== Selected excerpt ==
%%

Question

The solution of the differential equation $(x+2y^3)\frac{dy}{dx}=y$ is

• A. $y^3+Cx=y$
• B. $\frac{x{y}^4}{2}+xy=Cy$
• C. $y^3+Cy=x$
• D. $x+2y^3=y+C$

Answer 1

Answer: (C)

$y^3+Cy=x$

Given, $(x+2y^3)\frac{dy}{dx}=y$
$\Rightarrow y\frac{dx}{dy}=x+2y^3$
$\Rightarrow \frac{dx}{dy}-\frac{1}{y}x=2y^2$
This is of the form $\frac{dx}{dy}+Px=Q$
where, $P=-\frac{1}{y}$ and $Q=2y^2$
Thus, the given equation is linear.

%%

== Dataset excerpts ==

%%

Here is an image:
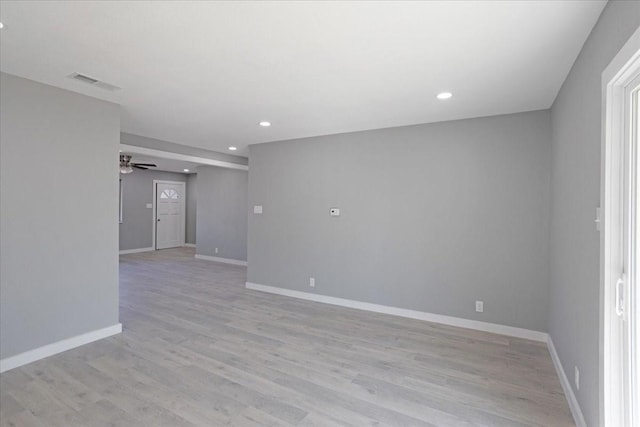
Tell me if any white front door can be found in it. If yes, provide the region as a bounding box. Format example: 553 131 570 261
602 50 640 427
156 183 184 249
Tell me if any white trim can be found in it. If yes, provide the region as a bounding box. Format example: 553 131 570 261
120 248 155 255
598 29 640 425
244 282 547 342
0 323 122 373
547 336 587 427
120 144 249 171
151 179 187 250
194 254 248 267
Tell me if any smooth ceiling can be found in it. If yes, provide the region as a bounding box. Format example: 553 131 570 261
0 1 606 155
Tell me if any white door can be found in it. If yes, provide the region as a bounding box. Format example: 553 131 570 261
156 183 184 249
603 59 640 427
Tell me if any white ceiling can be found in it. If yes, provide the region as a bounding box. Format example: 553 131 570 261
120 151 199 174
0 0 606 156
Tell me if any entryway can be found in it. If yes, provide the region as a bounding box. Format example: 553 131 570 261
153 180 186 249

%%

== Problem 1 ==
From the worked solution to the differential equation, set down the stretch from "Answer: (C)" through "equation is linear.".
== Problem 2 ==
Translate this sentence from the differential equation solution into Spanish: "Thus, the given equation is linear."
== Problem 3 ==
Extend the worked solution to the differential equation, picking up right after its final sentence.

== Exercise response 1 ==
Answer: (C)

$y^3+Cy=x$

Given, $(x+2y^3)\frac{dy}{dx}=y$
$\Rightarrow y\frac{dx}{dy}=x+2y^3$
$\Rightarrow \frac{dx}{dy}-\frac{1}{y}x=2y^2$
This is of the form $\frac{dx}{dy}+Px=Q$
where, $P=-\frac{1}{y}$ and $Q=2y^2$
Thus, the given equation is linear.

== Exercise response 2 ==
Por lo tanto, la ecuación dada es lineal.

== Exercise response 3 ==
$\therefore IF=e^{\int Pdy}=e^{\int -\frac{1}{y}dy}=e^{-\log y}=e^{\log {\left(y\right)}^{-1}}=y^{-1}=\frac{1}{y}$
So, the required solution is
$x\cdot IF=\int (Q\cdot IF)dy+C$
$\Rightarrow x\cdot \frac{1}{y}=\int (2y^2\cdot \frac{1}{y})dy+C$
$\Rightarrow x\cdot \frac{1}{y}=\int 2ydy+C=y^2+C$
$\Rightarrow x=y^3+Cy$.